:: REQUIRED TASK ::
Find every line in the material below that contains the word "orange" and copy those lines out. Matches must have the same case.

:: DATASET ROWS ::
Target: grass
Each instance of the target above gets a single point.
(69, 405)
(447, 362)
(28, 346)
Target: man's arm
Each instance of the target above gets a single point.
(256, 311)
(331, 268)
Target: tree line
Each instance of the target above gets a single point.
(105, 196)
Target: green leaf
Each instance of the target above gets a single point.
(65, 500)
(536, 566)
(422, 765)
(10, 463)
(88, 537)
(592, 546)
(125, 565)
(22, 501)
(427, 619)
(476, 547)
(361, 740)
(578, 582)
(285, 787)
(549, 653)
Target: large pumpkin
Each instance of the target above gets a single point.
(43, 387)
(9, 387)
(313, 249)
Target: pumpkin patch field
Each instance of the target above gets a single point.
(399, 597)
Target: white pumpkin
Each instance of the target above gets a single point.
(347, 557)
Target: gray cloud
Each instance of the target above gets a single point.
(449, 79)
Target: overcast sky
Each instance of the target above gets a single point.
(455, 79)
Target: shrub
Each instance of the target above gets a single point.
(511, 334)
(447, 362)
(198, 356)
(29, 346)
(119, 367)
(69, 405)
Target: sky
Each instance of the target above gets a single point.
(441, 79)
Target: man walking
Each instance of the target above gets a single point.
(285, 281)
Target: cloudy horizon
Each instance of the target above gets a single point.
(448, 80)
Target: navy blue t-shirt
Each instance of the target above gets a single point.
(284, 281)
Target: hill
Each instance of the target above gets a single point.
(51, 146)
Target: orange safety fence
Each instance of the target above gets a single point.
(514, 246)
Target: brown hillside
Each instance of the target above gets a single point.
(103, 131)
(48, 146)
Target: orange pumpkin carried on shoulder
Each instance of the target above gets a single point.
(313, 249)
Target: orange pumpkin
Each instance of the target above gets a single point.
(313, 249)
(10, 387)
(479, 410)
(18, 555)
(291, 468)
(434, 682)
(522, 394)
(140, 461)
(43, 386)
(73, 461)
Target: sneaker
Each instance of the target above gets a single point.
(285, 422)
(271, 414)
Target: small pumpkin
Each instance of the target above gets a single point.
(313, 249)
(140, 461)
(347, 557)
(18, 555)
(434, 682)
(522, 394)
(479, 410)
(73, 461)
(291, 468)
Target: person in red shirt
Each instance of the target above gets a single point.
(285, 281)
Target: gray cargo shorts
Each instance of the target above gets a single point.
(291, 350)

...

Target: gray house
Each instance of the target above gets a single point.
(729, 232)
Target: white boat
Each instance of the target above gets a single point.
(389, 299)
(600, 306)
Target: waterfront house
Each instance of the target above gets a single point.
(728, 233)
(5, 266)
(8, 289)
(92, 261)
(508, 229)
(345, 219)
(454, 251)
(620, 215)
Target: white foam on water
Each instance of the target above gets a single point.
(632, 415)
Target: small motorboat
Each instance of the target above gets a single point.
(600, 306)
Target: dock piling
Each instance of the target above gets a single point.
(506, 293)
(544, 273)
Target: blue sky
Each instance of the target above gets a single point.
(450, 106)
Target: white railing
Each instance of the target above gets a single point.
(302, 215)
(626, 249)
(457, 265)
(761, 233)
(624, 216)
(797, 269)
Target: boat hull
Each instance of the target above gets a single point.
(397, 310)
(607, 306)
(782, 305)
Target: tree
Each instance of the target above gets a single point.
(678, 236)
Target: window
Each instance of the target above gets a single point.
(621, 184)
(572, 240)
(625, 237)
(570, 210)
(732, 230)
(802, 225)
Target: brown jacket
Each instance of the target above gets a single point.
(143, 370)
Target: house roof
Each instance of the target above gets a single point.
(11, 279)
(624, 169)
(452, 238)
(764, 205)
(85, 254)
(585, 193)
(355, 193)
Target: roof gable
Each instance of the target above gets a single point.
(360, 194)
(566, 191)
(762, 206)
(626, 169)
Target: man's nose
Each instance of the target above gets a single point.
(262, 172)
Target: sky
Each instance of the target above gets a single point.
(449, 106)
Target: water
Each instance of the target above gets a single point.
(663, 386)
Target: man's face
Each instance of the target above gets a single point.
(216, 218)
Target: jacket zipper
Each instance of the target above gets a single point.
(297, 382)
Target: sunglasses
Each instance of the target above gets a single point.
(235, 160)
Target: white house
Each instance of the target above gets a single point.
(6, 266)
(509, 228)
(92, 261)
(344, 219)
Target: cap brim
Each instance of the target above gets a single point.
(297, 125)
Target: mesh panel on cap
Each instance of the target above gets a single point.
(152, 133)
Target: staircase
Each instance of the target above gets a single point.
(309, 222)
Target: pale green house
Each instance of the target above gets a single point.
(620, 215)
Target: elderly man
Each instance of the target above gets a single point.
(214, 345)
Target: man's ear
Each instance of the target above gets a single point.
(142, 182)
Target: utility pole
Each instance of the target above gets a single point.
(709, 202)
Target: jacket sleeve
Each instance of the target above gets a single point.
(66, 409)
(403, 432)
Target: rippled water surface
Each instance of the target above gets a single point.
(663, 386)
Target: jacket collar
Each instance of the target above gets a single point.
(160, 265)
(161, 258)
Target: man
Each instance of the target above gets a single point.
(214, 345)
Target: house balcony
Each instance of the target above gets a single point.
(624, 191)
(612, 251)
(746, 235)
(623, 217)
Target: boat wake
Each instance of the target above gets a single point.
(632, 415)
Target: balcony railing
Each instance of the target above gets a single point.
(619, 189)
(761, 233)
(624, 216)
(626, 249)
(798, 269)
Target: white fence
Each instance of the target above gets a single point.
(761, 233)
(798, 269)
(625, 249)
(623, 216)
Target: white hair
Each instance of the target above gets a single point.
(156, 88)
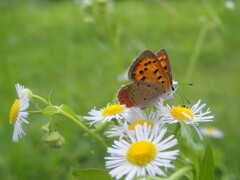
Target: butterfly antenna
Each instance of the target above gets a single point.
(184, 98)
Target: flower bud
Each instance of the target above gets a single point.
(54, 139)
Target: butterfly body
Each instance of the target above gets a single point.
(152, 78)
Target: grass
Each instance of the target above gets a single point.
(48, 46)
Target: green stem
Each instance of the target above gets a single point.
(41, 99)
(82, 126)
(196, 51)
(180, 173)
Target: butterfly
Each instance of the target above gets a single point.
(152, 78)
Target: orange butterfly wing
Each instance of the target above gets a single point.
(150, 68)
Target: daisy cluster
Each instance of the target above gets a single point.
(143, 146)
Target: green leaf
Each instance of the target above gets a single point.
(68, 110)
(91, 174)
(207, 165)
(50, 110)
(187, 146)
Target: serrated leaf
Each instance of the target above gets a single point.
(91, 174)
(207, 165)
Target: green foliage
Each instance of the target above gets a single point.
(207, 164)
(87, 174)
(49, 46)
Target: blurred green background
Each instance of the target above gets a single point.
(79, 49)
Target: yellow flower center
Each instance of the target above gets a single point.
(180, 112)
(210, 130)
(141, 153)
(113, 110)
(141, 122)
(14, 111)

:: WRITTEN REPLY ::
Target: orange safety fence
Target: orange pumpkin carried on shoulder
Target: orange pumpkin
Target: orange butterfly wing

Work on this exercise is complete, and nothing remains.